-- Task to complete --
Word for word, repeat all of the entries below.

-- Data section --

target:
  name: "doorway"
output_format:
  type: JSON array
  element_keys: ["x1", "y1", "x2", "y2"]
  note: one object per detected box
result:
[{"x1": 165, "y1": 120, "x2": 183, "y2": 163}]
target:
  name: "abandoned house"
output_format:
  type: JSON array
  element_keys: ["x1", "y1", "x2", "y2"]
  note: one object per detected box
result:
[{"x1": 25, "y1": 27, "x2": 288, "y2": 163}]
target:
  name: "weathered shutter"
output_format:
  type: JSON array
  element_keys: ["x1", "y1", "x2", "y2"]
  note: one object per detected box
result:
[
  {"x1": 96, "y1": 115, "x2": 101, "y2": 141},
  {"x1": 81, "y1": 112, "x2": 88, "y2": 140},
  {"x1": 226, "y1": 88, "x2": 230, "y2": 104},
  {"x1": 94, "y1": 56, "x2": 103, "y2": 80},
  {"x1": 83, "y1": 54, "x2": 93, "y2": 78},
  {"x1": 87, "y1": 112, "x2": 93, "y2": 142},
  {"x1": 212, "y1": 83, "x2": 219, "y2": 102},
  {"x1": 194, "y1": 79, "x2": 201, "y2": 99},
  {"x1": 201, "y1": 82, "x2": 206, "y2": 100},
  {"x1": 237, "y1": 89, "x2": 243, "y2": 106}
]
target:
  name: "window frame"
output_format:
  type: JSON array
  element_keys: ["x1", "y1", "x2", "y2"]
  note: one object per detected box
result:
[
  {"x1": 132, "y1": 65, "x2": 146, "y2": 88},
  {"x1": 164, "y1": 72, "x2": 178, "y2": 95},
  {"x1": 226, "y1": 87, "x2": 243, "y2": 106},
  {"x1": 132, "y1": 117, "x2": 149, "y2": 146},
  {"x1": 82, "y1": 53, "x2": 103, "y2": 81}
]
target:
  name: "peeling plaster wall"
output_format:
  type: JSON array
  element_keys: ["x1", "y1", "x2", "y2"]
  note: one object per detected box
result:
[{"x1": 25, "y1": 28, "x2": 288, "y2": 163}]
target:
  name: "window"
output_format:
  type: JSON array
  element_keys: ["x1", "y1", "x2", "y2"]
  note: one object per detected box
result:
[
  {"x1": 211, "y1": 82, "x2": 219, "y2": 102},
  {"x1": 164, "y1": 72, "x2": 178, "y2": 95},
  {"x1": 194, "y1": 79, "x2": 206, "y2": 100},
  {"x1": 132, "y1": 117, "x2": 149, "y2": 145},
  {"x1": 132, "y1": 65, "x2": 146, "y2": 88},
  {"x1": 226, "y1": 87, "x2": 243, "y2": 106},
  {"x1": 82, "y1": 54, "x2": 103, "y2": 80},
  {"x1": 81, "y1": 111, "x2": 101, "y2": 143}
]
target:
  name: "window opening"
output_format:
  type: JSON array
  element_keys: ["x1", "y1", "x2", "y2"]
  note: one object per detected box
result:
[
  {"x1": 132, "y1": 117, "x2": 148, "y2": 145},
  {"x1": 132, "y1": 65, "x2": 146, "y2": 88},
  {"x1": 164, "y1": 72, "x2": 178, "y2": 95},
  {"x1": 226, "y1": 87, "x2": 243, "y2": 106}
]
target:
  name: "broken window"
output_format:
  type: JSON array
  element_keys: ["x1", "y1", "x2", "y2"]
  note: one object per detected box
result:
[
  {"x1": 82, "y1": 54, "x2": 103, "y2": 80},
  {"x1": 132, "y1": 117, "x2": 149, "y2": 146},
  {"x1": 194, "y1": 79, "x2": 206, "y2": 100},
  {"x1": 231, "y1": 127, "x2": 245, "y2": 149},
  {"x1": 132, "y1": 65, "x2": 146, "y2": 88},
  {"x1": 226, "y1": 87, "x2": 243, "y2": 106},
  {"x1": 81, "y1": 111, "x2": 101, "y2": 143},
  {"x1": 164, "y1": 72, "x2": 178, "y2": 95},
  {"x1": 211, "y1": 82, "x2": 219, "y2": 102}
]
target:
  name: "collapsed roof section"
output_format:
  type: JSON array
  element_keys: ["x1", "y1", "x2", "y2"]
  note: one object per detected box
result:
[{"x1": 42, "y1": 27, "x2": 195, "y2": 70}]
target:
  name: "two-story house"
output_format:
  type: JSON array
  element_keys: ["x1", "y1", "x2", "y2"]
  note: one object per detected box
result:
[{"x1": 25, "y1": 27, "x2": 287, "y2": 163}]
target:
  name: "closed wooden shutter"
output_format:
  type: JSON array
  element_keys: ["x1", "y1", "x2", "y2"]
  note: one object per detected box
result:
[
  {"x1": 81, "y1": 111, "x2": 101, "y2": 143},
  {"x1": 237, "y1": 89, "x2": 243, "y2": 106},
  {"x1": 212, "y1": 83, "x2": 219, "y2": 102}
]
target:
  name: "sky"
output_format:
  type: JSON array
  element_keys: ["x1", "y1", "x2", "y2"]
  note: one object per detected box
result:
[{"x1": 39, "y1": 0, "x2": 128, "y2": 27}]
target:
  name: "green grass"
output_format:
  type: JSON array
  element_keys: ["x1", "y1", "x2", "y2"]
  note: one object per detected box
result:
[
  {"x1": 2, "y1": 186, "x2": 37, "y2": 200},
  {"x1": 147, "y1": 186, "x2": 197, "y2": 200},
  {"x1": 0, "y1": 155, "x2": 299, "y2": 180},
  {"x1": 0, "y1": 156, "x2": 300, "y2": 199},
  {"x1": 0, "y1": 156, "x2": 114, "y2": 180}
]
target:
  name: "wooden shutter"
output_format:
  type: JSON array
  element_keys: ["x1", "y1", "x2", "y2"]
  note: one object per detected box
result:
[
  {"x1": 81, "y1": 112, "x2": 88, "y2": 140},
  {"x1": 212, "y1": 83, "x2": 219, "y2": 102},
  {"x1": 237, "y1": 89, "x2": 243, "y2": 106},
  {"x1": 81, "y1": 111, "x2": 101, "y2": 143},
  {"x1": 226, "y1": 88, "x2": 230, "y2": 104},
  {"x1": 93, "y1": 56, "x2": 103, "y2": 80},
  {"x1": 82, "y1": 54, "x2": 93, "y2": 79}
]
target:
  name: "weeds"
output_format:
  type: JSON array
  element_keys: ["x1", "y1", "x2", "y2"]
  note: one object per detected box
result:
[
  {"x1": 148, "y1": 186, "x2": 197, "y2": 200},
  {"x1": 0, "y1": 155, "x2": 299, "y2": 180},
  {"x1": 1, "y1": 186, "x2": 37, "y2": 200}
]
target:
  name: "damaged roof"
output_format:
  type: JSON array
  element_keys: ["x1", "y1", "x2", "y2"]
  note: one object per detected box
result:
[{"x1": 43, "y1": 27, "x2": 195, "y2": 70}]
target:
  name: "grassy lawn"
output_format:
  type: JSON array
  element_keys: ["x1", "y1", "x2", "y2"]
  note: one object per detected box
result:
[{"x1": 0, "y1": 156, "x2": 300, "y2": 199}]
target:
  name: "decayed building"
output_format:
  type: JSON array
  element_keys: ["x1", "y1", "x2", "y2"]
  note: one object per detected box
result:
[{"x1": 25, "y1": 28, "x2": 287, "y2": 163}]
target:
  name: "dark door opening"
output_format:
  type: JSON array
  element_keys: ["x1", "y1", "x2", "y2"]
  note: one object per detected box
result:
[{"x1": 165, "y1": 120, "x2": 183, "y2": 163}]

-- Output of the exercise --
target:
  name: "doorway"
output_format:
  type: JSON array
  element_keys: ["x1", "y1", "x2", "y2"]
  note: one object per detected box
result:
[{"x1": 165, "y1": 120, "x2": 183, "y2": 163}]
target:
  name: "abandoned house"
output_format:
  type: JSON array
  element_keys: ["x1", "y1", "x2", "y2"]
  note: one object per detected box
result:
[{"x1": 25, "y1": 27, "x2": 288, "y2": 163}]
target:
  name: "weathered shutter"
output_format:
  type: JSON array
  element_keys: ["x1", "y1", "x2", "y2"]
  note: one object per detected box
result:
[
  {"x1": 96, "y1": 115, "x2": 101, "y2": 141},
  {"x1": 81, "y1": 112, "x2": 88, "y2": 140},
  {"x1": 226, "y1": 88, "x2": 230, "y2": 104},
  {"x1": 94, "y1": 56, "x2": 103, "y2": 80},
  {"x1": 83, "y1": 54, "x2": 93, "y2": 78},
  {"x1": 87, "y1": 112, "x2": 93, "y2": 142},
  {"x1": 212, "y1": 83, "x2": 219, "y2": 102},
  {"x1": 194, "y1": 79, "x2": 201, "y2": 99},
  {"x1": 201, "y1": 82, "x2": 206, "y2": 100},
  {"x1": 237, "y1": 89, "x2": 243, "y2": 106}
]
target:
  name: "window frame"
output_format:
  type: JSON array
  element_keys: ["x1", "y1", "x2", "y2"]
  note: one object per detected box
result:
[
  {"x1": 132, "y1": 65, "x2": 146, "y2": 88},
  {"x1": 164, "y1": 72, "x2": 178, "y2": 95},
  {"x1": 226, "y1": 87, "x2": 243, "y2": 106},
  {"x1": 132, "y1": 117, "x2": 149, "y2": 146},
  {"x1": 82, "y1": 53, "x2": 103, "y2": 81}
]
target:
  name: "peeling plaster wall"
output_format:
  type: JSON array
  element_keys: ["x1", "y1", "x2", "y2"]
  note: one object per detected box
result:
[{"x1": 25, "y1": 28, "x2": 288, "y2": 163}]
target:
  name: "window"
output_format:
  type: JSON array
  element_keys: ["x1", "y1", "x2", "y2"]
  note: one object per detected box
result:
[
  {"x1": 211, "y1": 82, "x2": 219, "y2": 102},
  {"x1": 164, "y1": 72, "x2": 178, "y2": 95},
  {"x1": 194, "y1": 79, "x2": 206, "y2": 100},
  {"x1": 132, "y1": 117, "x2": 149, "y2": 145},
  {"x1": 132, "y1": 65, "x2": 146, "y2": 88},
  {"x1": 226, "y1": 87, "x2": 243, "y2": 106},
  {"x1": 82, "y1": 54, "x2": 103, "y2": 80},
  {"x1": 81, "y1": 111, "x2": 101, "y2": 143}
]
target:
  name: "window opening"
output_format:
  type: JSON array
  element_keys: ["x1", "y1", "x2", "y2"]
  note: one object per detected box
result:
[
  {"x1": 132, "y1": 117, "x2": 148, "y2": 145},
  {"x1": 132, "y1": 65, "x2": 146, "y2": 88},
  {"x1": 164, "y1": 72, "x2": 178, "y2": 95},
  {"x1": 226, "y1": 87, "x2": 243, "y2": 106}
]
target:
  name: "broken window"
output_format:
  type: JSON array
  element_keys: ["x1", "y1", "x2", "y2"]
  note: one object per detected box
result:
[
  {"x1": 82, "y1": 54, "x2": 103, "y2": 80},
  {"x1": 132, "y1": 117, "x2": 149, "y2": 146},
  {"x1": 194, "y1": 79, "x2": 206, "y2": 100},
  {"x1": 231, "y1": 127, "x2": 245, "y2": 149},
  {"x1": 132, "y1": 65, "x2": 146, "y2": 88},
  {"x1": 226, "y1": 87, "x2": 243, "y2": 106},
  {"x1": 81, "y1": 111, "x2": 101, "y2": 143},
  {"x1": 164, "y1": 72, "x2": 178, "y2": 95},
  {"x1": 211, "y1": 82, "x2": 219, "y2": 102}
]
target:
  name: "collapsed roof section"
output_format:
  type: JSON array
  element_keys: ["x1", "y1", "x2", "y2"]
  note: one object per detected box
result:
[{"x1": 42, "y1": 27, "x2": 195, "y2": 70}]
target:
  name: "two-story house"
output_format:
  type: JSON array
  element_keys: ["x1", "y1", "x2", "y2"]
  note: one object per detected box
result:
[{"x1": 25, "y1": 27, "x2": 287, "y2": 163}]
target:
  name: "closed wooden shutter"
output_format:
  type: JSON array
  element_keys: ["x1", "y1", "x2", "y2"]
  note: one object per detected box
result:
[
  {"x1": 81, "y1": 111, "x2": 101, "y2": 143},
  {"x1": 237, "y1": 89, "x2": 243, "y2": 106},
  {"x1": 212, "y1": 83, "x2": 219, "y2": 102}
]
target:
  name: "sky"
output_format:
  type: JSON array
  element_keys: ["x1", "y1", "x2", "y2"]
  note: one object per detected box
result:
[{"x1": 39, "y1": 0, "x2": 128, "y2": 27}]
target:
  name: "green grass"
output_format:
  type: JSON array
  element_keys: ["x1", "y1", "x2", "y2"]
  note: one object per detected box
result:
[
  {"x1": 2, "y1": 186, "x2": 37, "y2": 200},
  {"x1": 147, "y1": 186, "x2": 197, "y2": 200},
  {"x1": 0, "y1": 155, "x2": 299, "y2": 180},
  {"x1": 0, "y1": 156, "x2": 300, "y2": 199},
  {"x1": 0, "y1": 156, "x2": 114, "y2": 180}
]
target:
  name: "wooden shutter"
output_format:
  type: JSON array
  element_keys: ["x1", "y1", "x2", "y2"]
  note: one object per detected box
result:
[
  {"x1": 81, "y1": 112, "x2": 88, "y2": 140},
  {"x1": 212, "y1": 83, "x2": 219, "y2": 102},
  {"x1": 237, "y1": 89, "x2": 243, "y2": 106},
  {"x1": 81, "y1": 111, "x2": 101, "y2": 143},
  {"x1": 226, "y1": 88, "x2": 230, "y2": 104},
  {"x1": 93, "y1": 56, "x2": 103, "y2": 80},
  {"x1": 82, "y1": 54, "x2": 93, "y2": 79}
]
target:
  name: "weeds"
output_format:
  type: JSON array
  element_keys: ["x1", "y1", "x2", "y2"]
  note: one object per detected box
result:
[
  {"x1": 148, "y1": 186, "x2": 197, "y2": 200},
  {"x1": 0, "y1": 155, "x2": 299, "y2": 180},
  {"x1": 1, "y1": 186, "x2": 37, "y2": 200}
]
target:
  name: "damaged roof"
output_format:
  type: JSON array
  element_keys: ["x1", "y1", "x2", "y2"]
  note: one object per detected box
result:
[{"x1": 43, "y1": 27, "x2": 195, "y2": 70}]
target:
  name: "grassy lawn"
output_format:
  type: JSON array
  element_keys: ["x1", "y1", "x2", "y2"]
  note: one object per detected box
result:
[{"x1": 0, "y1": 156, "x2": 300, "y2": 199}]
target:
  name: "decayed building"
output_format:
  type: JSON array
  element_keys: ["x1", "y1", "x2", "y2"]
  note: one object per detected box
result:
[{"x1": 25, "y1": 28, "x2": 287, "y2": 163}]
target:
  name: "dark door opening"
output_format:
  type: JSON array
  element_keys: ["x1", "y1", "x2", "y2"]
  note: one object per detected box
result:
[{"x1": 165, "y1": 120, "x2": 183, "y2": 163}]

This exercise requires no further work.